AIM OF THE EXERCISE: All lines in the records below that hold "Place" are to be shown.

Saved entries:
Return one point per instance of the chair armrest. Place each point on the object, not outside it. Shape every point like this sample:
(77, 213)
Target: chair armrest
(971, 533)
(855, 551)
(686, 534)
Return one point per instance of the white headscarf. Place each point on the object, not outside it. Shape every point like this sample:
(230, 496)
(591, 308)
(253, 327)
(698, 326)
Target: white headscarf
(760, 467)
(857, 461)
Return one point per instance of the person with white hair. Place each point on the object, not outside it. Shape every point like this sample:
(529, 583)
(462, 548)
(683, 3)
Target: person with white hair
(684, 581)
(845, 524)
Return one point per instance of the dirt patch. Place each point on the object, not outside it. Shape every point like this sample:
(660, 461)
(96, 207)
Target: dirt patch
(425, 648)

---

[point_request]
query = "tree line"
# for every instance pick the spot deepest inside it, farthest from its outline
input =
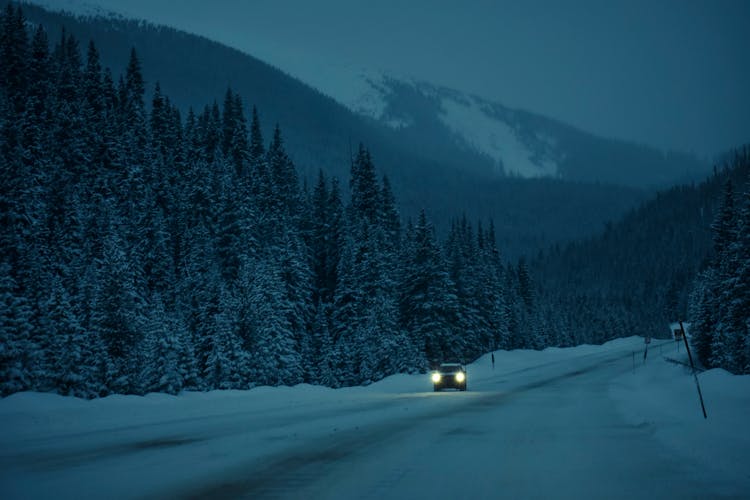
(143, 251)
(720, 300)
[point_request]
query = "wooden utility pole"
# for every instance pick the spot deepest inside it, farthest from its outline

RESULT:
Return one point per instance of the chair armrest. Place each point on the object, not outside it. Shape every point like this sample:
Return one point per instance of the white headscarf. Place each point on the object, not outside it. Shape every point like this sample:
Return one point per instance of the person with white hair. Place each point on the object, not outside it. Shape every point like this sample:
Return one point per instance of the dirt patch. Place each point on the object, not outside it. Shape every point like this sample:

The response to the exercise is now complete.